## BEGIN Source excerpt

Hi Tim,

Sure, I can try building the trunk version and see if that fixes it.

However, we are using 0.2.3 at work.  Do you recall if there was a
workaround for the issue?  It's not a big issue, but if there is a
workaround, I'll use it.

Thanks,
-- Tom


On Sun, Oct 5, 2014 at 5:03 PM, Tim Williams <[email protected]> wrote:

> Hi Tom,
> Are you comfortable trying out a trunk version?  If so, I'm wondering
> if you can reproduce this on trunk - as this seems similar to an issue
> recently resolved.
>
> --tim
>
>
> On Sun, Oct 5, 2014 at 4:47 PM, Tom Hood <[email protected]> wrote:
> > Hi,
> >
> > I'm new to blur and have been spending a little time today learning the
> > 0.2.3 API.  I'm having trouble dumping the terms of a blur index.
> >
> > Here's some code that uses Iface.terms that sort of works (see below),
> but
> > has an issue depending on the size parameter passed to Iface.terms
> >
> > It wasn't obvious to me how to detect the end-of-terms condition, so if
> > there's a cleaner way, please let me know.

## END Source excerpt
## BEGIN Information shown

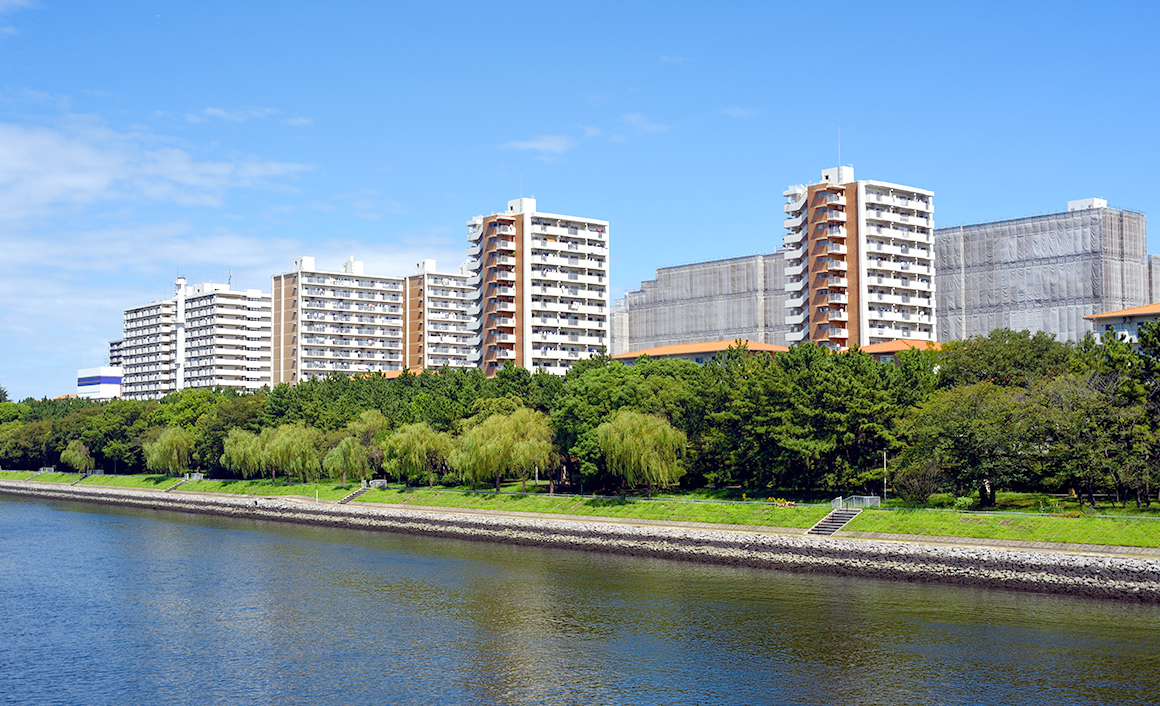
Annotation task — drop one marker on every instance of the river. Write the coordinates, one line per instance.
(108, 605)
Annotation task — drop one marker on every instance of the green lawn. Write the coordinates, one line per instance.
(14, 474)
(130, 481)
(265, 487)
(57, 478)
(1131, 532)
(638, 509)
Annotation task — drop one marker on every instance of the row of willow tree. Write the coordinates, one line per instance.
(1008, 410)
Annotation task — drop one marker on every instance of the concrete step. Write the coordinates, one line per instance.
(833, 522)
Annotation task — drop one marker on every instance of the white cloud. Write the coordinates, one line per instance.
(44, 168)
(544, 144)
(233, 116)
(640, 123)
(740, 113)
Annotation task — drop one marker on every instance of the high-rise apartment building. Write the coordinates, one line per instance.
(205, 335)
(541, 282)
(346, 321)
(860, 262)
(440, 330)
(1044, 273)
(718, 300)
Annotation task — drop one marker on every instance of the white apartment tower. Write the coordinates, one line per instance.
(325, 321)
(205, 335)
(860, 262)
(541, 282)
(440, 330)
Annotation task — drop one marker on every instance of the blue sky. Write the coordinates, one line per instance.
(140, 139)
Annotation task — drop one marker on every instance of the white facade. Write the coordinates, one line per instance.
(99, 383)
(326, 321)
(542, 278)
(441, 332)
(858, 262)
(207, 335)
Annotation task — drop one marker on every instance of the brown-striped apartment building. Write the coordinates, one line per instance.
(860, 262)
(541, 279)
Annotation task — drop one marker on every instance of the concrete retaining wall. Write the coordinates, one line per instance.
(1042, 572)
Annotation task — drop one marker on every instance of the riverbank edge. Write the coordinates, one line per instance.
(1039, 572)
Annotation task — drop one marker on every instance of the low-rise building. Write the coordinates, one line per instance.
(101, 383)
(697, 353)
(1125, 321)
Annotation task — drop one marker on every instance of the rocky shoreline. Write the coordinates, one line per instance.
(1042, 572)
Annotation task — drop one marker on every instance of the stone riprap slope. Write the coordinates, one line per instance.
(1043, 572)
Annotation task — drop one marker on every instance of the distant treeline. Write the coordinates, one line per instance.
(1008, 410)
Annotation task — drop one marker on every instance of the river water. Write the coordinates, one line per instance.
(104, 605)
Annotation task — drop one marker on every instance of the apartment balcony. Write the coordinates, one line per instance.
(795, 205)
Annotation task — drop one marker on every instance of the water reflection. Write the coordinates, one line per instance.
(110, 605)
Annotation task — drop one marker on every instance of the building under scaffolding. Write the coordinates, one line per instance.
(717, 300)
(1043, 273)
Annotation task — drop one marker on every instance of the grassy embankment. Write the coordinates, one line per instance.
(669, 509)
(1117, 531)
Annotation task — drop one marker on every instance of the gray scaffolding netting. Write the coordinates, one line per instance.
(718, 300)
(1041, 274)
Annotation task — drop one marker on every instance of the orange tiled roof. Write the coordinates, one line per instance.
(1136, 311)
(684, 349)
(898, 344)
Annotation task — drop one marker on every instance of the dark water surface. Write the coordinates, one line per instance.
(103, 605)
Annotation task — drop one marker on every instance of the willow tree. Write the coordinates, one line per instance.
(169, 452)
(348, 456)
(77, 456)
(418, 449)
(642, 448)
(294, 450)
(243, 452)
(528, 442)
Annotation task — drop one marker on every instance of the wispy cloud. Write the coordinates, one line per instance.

## END Information shown

• Set of tasks:
(1) In the email thread, which version does Tom say they are using at work?
(2) Swap "workaround" for "fix" in the email thread and write out everything from "Sure, I can" down to "I'll use it.".
The material after the email thread is separate from the thread itself.

• Solutions per task:
(1) 0.2.3

(2)
Sure, I can try building the trunk version and see if that fixes it.

However, we are using 0.2.3 at work.  Do you recall if there was a
fix for the issue?  It's not a big issue, but if there is a
fix, I'll use it.